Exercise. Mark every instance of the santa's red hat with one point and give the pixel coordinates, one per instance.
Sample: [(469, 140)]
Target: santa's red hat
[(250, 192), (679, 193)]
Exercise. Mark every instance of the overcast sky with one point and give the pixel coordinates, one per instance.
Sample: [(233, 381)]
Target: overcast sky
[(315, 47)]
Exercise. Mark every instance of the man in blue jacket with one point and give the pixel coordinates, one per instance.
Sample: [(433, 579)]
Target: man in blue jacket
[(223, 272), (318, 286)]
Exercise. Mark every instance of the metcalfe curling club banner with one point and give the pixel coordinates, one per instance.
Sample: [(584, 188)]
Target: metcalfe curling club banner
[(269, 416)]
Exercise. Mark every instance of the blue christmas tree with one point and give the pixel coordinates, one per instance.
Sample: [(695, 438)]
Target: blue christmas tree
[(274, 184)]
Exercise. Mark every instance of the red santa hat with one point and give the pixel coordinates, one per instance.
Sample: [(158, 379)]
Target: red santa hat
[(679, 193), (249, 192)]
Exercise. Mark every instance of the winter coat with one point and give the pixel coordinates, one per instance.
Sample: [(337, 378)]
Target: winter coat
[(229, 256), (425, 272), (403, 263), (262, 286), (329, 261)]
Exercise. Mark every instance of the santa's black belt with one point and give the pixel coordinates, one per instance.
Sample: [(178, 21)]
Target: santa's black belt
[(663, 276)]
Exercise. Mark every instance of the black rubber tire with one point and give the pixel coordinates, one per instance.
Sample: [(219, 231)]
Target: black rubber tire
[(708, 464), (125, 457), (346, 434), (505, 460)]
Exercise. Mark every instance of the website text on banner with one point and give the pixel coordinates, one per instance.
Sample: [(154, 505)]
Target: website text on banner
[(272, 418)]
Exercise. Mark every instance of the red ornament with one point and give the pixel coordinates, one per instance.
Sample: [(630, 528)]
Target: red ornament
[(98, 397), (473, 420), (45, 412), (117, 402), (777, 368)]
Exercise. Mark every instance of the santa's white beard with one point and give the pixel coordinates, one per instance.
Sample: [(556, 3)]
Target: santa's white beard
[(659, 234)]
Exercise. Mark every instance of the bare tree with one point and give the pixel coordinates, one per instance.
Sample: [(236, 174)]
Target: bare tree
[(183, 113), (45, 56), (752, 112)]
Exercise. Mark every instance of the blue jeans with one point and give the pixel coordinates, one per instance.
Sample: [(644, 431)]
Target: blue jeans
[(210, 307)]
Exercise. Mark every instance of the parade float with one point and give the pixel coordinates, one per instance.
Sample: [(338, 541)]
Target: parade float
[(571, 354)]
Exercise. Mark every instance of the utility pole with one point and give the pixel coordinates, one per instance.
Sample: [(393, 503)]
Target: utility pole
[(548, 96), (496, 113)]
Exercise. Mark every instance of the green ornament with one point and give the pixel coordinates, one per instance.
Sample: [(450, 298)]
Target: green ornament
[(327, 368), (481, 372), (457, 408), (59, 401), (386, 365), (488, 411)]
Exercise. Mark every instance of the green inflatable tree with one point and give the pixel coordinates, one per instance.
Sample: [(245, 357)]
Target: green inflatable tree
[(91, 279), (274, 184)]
--
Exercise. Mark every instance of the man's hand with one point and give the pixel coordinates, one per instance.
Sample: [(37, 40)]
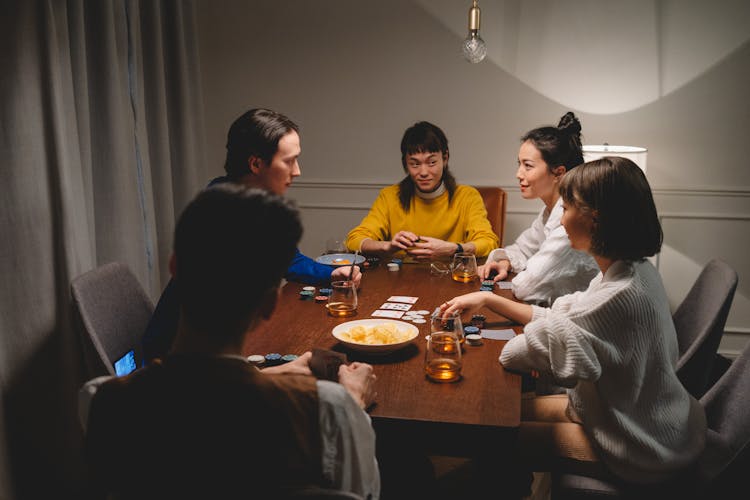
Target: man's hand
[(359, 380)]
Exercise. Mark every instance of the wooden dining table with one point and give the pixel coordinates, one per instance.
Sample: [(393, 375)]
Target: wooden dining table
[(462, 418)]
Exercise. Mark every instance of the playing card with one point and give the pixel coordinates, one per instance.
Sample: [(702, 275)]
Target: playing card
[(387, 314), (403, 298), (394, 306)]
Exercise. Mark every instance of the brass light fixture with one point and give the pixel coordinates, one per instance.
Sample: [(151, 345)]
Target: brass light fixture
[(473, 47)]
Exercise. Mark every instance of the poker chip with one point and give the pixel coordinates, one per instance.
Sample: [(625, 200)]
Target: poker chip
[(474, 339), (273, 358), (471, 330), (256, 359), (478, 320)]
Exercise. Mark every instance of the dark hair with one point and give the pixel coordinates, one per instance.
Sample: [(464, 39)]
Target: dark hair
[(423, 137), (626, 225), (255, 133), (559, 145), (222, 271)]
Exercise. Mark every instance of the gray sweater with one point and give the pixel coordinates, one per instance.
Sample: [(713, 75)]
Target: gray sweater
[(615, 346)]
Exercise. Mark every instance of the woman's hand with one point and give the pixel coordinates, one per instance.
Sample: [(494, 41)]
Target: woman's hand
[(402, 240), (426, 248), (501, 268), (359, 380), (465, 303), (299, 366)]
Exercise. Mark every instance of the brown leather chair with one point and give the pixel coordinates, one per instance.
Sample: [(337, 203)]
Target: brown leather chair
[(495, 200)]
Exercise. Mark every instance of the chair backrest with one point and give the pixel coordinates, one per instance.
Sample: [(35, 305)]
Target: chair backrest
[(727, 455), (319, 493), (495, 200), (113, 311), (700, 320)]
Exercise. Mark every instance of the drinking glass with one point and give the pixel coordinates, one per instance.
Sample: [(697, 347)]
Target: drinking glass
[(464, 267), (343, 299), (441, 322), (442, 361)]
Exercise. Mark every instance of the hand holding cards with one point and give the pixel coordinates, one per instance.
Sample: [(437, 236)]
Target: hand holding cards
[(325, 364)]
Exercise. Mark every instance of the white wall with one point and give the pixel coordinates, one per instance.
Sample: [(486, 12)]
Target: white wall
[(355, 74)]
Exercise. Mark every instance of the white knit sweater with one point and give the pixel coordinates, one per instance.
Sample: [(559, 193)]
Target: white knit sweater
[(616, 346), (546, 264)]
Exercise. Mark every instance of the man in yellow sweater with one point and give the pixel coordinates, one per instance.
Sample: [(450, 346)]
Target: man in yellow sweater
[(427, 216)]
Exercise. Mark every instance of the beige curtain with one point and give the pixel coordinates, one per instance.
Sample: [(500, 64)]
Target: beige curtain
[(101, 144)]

◆ Task instructions
Return these lines unchanged, beginning at the line containing "Exercise. Mark every instance of the beige" and ending with the line containing "[(101, 144)]".

◆ Reply to the task
Exercise. Mark every instance of the beige curtain with one point and give the pixel coordinates, one per instance.
Sample: [(500, 64)]
Target: beige curtain
[(101, 144)]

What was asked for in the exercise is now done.